**THE RECORDS**.
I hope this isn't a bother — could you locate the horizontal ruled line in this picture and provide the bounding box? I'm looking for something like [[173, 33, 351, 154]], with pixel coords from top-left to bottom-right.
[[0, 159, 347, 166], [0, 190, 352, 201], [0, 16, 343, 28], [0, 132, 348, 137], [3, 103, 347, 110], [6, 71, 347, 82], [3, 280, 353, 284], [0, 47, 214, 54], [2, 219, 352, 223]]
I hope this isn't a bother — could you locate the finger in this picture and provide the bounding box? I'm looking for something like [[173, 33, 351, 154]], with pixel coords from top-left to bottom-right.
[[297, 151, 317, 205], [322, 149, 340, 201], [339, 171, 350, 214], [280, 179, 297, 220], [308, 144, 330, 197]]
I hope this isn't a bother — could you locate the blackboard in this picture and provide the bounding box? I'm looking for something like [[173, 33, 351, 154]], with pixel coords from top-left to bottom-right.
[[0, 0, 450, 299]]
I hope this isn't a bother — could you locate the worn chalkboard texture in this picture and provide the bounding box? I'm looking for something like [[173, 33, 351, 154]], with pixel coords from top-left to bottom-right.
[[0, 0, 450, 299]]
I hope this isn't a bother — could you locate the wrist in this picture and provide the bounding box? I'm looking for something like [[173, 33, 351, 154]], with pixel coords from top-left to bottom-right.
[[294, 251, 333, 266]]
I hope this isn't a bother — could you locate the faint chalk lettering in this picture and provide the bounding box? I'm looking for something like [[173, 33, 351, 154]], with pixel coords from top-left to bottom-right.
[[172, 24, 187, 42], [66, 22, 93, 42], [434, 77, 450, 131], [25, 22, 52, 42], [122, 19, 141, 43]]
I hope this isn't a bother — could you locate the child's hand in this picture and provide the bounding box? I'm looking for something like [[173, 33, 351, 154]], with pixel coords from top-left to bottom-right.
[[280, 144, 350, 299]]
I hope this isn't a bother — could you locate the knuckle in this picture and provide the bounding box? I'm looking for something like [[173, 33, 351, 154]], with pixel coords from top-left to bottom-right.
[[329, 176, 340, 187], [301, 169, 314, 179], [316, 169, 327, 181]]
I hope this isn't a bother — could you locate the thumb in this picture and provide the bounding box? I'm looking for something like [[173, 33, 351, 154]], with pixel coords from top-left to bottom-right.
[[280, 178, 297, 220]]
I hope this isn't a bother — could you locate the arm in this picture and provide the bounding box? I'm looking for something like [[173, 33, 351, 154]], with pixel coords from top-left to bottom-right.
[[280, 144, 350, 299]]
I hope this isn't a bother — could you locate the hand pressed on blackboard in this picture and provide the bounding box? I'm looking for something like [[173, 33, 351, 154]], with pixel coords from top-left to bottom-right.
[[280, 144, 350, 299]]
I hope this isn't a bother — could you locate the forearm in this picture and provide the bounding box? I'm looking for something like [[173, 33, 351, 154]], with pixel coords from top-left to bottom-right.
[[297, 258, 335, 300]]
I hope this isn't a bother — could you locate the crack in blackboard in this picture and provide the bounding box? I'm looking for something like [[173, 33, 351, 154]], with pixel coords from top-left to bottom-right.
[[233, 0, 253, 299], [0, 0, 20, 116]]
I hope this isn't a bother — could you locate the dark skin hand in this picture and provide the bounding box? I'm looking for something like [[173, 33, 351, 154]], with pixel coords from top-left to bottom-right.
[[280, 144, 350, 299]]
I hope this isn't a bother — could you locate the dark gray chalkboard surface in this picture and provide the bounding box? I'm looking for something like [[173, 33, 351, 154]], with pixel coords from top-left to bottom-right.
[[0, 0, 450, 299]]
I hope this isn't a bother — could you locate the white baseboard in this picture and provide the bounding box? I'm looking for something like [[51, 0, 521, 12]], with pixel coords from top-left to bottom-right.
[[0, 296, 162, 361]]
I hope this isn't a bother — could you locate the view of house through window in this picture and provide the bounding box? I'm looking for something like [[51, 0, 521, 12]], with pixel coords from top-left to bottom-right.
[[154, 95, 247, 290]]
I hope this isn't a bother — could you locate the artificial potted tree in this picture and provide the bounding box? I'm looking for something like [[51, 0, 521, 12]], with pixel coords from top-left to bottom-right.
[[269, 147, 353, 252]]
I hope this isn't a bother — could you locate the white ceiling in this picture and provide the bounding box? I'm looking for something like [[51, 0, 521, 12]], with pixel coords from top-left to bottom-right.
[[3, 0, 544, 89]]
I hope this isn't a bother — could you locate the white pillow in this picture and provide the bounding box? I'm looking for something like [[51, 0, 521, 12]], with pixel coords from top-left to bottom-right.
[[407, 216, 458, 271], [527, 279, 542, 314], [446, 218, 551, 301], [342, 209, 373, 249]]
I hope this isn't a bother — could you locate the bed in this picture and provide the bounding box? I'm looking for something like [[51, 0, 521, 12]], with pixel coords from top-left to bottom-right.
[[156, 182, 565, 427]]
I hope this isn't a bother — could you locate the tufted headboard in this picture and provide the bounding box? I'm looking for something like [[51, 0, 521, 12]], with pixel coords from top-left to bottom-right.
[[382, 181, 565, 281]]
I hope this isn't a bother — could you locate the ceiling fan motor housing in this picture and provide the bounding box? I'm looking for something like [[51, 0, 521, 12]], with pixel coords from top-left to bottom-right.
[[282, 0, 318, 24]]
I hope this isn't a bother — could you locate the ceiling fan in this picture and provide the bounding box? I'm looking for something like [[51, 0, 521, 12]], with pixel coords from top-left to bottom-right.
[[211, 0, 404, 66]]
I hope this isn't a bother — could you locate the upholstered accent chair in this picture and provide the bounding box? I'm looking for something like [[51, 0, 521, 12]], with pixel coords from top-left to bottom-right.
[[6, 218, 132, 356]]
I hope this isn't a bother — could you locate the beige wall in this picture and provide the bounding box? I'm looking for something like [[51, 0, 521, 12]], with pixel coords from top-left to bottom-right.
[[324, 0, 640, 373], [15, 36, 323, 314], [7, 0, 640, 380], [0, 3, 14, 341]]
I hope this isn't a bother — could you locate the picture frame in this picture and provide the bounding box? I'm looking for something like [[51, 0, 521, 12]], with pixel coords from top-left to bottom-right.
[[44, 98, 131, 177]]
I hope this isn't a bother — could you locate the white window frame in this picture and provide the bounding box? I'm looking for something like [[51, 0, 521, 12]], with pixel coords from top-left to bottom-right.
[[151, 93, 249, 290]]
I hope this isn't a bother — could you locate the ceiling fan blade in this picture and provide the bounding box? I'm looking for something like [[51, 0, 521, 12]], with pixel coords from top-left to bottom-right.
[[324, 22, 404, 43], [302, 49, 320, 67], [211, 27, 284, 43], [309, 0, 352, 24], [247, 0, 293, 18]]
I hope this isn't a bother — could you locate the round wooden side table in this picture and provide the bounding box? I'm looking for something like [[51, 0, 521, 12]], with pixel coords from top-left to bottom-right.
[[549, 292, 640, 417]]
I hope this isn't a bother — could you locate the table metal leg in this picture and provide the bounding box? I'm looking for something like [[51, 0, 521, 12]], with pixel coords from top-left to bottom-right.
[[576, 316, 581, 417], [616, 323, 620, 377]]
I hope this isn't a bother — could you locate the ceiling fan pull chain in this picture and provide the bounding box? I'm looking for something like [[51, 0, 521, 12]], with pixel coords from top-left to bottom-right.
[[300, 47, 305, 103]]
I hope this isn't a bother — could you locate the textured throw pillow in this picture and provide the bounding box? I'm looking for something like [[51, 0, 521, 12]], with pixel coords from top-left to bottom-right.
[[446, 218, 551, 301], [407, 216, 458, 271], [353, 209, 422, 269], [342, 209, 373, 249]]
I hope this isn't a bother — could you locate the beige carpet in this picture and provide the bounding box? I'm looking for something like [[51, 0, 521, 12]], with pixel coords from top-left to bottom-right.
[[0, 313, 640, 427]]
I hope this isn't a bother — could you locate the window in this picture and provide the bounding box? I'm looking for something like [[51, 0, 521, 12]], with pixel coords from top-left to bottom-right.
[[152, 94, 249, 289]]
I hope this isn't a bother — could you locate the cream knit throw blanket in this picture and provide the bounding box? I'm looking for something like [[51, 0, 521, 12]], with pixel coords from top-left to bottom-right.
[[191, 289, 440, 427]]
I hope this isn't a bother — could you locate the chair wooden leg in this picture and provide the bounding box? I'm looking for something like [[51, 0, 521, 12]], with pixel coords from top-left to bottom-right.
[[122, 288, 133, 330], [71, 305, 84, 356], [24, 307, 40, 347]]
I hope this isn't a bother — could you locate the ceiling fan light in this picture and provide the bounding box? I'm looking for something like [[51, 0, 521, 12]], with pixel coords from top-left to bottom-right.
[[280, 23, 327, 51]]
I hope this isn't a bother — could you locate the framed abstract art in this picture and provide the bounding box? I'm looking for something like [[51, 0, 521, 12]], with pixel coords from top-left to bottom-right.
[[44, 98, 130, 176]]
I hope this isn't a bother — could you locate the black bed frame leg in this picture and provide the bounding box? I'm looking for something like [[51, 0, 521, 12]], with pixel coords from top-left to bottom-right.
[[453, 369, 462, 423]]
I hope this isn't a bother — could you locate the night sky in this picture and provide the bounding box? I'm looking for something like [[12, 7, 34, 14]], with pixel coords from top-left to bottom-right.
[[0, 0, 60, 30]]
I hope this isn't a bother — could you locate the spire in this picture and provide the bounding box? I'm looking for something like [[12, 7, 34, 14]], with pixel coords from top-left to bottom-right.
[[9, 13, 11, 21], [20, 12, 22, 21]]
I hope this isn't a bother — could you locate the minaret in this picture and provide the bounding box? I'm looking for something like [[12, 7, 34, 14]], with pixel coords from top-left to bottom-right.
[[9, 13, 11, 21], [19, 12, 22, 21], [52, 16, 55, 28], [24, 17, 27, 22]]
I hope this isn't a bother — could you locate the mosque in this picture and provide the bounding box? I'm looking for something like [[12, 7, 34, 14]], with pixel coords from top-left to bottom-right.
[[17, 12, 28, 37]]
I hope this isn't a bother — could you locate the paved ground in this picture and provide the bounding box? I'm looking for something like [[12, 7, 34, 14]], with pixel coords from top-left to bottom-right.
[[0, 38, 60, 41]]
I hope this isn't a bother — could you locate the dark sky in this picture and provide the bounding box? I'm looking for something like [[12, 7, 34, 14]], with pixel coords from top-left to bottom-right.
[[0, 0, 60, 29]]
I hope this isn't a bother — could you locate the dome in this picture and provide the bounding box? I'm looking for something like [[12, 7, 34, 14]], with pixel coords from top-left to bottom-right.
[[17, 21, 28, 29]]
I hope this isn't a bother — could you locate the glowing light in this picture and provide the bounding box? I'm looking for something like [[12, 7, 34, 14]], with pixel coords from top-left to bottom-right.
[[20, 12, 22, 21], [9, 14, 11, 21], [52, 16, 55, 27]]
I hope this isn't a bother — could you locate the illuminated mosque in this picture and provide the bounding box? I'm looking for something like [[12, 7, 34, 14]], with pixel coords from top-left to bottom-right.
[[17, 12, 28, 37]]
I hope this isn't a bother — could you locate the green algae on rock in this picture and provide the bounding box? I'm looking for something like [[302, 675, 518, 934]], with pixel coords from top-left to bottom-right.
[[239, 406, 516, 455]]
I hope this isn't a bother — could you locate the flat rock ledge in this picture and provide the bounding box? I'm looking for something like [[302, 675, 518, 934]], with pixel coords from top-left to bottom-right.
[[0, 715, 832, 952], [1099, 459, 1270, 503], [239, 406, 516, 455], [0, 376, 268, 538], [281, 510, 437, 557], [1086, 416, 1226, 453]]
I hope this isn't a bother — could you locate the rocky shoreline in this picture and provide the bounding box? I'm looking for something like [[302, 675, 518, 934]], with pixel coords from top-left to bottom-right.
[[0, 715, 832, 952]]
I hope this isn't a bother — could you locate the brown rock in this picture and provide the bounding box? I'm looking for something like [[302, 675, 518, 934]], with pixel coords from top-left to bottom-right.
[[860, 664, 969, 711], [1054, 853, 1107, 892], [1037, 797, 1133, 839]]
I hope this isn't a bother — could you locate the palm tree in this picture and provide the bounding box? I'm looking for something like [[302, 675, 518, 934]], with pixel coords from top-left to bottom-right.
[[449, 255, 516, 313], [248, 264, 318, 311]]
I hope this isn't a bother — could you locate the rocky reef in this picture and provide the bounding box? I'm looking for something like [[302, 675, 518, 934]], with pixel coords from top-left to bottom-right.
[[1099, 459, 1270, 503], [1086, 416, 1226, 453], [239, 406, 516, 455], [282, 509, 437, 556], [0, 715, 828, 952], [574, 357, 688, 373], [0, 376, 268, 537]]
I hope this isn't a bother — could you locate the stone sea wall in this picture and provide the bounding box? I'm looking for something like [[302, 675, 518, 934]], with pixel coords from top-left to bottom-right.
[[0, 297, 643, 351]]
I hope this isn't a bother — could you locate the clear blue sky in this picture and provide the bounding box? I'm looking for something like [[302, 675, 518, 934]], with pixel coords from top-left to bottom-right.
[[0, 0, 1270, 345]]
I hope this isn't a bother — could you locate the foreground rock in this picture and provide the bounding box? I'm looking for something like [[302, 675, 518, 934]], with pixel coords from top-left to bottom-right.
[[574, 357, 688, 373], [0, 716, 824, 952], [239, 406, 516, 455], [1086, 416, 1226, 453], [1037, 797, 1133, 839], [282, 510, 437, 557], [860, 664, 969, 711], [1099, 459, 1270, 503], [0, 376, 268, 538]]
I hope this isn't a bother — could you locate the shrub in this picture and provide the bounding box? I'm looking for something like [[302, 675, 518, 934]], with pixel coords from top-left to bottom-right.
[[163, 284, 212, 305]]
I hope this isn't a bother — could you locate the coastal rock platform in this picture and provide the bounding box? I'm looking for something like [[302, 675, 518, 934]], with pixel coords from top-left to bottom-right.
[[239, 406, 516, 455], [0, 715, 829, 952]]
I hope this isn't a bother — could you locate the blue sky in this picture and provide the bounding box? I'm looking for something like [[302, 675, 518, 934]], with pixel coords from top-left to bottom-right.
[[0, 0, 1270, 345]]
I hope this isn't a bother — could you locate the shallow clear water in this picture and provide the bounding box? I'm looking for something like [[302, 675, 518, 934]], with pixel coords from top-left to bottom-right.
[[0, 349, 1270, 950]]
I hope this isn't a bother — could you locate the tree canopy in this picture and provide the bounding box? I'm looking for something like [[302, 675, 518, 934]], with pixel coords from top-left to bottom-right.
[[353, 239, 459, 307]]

**DO THIS**. Format the material between the lines holding "locate the palm" and "[[449, 255, 516, 313], [248, 264, 318, 311]]", inclusive, as a two-column CSV with the headers input and output. Give one row for each text and its answer, put each in its own quoted field, and replace any line breaks with spaces.

**RESPONSE BELOW**.
input,output
"I hope this isn't a bother — could you locate the palm tree in this picture and provide the bounding box? I'm looking for something like [[302, 675, 518, 934]], with pixel coords from top-left to bottom-right.","[[449, 255, 516, 313], [248, 264, 318, 311]]"